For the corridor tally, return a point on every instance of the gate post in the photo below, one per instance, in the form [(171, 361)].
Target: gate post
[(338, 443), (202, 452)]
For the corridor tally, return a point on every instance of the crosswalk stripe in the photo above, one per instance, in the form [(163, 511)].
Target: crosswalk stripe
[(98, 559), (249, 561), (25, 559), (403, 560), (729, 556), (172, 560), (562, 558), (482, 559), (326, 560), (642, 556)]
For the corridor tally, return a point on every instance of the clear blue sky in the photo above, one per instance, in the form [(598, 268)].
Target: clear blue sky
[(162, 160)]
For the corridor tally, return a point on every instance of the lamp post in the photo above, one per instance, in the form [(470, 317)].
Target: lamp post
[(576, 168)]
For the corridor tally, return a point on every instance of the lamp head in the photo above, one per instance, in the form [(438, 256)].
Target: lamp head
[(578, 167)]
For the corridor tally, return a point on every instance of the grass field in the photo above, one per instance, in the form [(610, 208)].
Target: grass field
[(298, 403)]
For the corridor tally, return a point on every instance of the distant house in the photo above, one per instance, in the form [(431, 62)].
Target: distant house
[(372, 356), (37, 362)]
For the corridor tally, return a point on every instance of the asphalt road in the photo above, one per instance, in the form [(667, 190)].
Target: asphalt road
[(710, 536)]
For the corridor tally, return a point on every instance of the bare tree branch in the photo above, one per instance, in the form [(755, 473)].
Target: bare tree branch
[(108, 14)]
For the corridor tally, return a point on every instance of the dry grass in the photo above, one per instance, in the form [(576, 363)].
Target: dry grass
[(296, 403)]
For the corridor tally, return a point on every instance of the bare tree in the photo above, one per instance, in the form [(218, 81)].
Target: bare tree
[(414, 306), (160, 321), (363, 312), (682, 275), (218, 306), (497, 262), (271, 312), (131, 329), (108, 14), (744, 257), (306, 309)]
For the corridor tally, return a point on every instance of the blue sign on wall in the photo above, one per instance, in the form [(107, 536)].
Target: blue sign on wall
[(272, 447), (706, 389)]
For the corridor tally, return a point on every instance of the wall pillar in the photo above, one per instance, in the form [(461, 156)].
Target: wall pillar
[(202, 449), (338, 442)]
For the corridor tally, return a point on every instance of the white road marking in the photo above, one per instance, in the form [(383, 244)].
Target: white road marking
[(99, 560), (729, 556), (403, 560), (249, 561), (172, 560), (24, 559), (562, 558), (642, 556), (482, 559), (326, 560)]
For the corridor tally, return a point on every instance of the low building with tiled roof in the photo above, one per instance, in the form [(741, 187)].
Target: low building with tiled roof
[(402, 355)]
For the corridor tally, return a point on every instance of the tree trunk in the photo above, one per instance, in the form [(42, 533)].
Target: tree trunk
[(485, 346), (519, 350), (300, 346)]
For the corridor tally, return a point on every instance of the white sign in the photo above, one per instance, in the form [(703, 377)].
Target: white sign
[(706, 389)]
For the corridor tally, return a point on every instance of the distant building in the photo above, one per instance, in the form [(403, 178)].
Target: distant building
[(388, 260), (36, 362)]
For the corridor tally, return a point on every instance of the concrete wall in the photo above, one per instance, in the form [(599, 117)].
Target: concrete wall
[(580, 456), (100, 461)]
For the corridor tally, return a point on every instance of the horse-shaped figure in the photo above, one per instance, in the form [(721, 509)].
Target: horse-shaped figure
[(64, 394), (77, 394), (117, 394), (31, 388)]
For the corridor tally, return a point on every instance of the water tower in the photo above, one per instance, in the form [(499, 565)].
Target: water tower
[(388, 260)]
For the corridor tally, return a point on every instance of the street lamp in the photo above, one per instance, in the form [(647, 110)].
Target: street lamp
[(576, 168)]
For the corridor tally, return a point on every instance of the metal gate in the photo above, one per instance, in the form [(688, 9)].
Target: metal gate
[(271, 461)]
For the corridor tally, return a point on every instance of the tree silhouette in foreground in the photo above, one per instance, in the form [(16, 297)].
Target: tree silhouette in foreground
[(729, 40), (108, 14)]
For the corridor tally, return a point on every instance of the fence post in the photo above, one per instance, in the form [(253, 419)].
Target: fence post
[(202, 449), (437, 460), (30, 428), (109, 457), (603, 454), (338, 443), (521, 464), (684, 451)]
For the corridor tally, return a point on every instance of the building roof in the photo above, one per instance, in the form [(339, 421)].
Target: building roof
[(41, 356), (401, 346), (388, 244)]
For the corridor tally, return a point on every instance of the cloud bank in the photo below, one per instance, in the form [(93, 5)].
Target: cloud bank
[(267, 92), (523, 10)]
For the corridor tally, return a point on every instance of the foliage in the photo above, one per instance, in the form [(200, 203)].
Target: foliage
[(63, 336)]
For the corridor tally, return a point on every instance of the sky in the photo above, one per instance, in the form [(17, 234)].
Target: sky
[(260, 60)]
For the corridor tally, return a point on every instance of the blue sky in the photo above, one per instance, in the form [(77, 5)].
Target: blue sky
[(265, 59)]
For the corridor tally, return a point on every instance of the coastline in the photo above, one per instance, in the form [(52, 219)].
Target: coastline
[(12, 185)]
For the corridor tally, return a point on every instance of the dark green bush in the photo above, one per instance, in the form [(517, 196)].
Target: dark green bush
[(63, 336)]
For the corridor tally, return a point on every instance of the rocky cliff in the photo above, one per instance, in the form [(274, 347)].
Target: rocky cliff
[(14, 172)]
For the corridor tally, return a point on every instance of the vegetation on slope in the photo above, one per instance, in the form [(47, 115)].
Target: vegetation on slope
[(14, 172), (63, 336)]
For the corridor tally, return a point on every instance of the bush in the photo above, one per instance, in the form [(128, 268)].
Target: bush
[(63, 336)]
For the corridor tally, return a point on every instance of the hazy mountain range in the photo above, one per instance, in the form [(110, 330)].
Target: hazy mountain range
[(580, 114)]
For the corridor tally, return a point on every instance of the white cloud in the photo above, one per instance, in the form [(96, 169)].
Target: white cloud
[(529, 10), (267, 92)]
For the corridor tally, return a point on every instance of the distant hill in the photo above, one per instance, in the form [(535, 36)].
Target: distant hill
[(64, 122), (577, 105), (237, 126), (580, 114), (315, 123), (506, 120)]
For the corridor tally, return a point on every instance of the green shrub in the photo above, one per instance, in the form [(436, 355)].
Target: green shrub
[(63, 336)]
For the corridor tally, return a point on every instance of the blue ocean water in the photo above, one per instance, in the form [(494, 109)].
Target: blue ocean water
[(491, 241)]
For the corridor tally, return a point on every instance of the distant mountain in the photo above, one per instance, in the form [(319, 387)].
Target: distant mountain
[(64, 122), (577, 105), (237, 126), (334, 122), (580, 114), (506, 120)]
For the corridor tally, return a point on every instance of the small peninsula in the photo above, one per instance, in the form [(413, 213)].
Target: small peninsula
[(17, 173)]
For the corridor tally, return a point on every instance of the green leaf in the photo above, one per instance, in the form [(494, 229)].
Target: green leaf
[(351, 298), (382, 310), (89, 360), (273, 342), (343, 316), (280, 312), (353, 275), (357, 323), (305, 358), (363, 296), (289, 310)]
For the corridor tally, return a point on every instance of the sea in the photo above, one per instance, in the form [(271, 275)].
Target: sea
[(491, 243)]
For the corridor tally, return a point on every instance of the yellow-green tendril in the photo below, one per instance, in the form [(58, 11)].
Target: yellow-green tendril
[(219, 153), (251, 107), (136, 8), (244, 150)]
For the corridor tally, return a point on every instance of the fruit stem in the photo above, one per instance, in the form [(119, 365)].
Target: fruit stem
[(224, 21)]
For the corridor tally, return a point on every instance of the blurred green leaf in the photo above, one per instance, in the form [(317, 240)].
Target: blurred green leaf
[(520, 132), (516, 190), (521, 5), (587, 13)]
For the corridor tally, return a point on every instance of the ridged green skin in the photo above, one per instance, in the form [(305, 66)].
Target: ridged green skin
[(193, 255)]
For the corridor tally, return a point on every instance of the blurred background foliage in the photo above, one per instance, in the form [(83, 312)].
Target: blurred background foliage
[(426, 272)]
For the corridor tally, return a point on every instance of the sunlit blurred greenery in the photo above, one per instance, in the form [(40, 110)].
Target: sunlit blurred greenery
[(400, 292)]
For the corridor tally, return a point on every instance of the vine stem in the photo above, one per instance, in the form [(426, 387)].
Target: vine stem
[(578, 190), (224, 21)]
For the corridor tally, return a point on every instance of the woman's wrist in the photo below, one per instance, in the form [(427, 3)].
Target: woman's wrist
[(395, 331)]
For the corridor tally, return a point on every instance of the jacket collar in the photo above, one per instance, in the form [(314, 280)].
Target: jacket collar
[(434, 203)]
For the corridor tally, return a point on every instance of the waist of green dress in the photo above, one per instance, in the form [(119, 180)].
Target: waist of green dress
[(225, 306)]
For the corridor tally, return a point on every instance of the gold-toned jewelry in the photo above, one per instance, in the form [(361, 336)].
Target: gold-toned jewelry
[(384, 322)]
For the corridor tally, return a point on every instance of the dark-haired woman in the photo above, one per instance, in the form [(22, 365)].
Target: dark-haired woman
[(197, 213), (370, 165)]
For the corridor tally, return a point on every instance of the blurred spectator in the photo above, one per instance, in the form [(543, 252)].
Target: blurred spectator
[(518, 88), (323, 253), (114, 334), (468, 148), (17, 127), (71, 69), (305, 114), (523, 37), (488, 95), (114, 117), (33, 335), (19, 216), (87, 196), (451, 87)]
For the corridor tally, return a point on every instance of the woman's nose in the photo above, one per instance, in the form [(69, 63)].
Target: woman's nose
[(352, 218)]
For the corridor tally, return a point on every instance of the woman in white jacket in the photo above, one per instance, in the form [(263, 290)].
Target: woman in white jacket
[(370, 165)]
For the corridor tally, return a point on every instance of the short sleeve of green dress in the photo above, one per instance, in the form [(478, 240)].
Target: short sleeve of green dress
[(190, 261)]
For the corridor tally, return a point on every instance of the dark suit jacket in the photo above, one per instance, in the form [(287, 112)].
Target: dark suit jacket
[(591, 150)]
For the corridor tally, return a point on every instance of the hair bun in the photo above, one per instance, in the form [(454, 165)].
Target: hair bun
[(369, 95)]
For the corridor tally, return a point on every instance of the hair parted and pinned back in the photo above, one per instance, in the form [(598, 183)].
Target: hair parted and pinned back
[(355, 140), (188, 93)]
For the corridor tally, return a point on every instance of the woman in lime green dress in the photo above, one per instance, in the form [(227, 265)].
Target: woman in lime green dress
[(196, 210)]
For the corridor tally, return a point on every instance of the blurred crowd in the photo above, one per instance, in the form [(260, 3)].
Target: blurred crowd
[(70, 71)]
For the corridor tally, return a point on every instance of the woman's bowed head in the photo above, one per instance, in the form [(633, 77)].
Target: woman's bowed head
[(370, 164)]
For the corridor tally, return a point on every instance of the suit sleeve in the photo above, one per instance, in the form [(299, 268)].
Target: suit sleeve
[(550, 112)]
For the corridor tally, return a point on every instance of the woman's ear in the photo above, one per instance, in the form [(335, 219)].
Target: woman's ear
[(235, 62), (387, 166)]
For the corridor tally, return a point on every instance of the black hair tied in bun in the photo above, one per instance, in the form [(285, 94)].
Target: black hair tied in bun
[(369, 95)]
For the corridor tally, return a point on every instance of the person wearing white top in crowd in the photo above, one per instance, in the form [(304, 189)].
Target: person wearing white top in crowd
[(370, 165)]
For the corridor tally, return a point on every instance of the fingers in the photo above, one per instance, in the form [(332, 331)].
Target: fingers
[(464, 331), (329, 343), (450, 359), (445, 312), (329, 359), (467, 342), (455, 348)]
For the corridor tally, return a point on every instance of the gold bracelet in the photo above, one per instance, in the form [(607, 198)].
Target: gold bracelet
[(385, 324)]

——

REQUEST: Take everything from the line containing "form [(598, 183)]." down through the line containing "[(355, 140), (188, 93)]", and repeat it with "pinned" changed to "clipped" and nothing else altered.

SOLUTION TO THE EXERCISE:
For the corridor tally, return a point on every instance of the hair parted and clipped back in the photo above, one per instance, in the form [(598, 183)].
Target: hair parted and clipped back
[(355, 140), (188, 93)]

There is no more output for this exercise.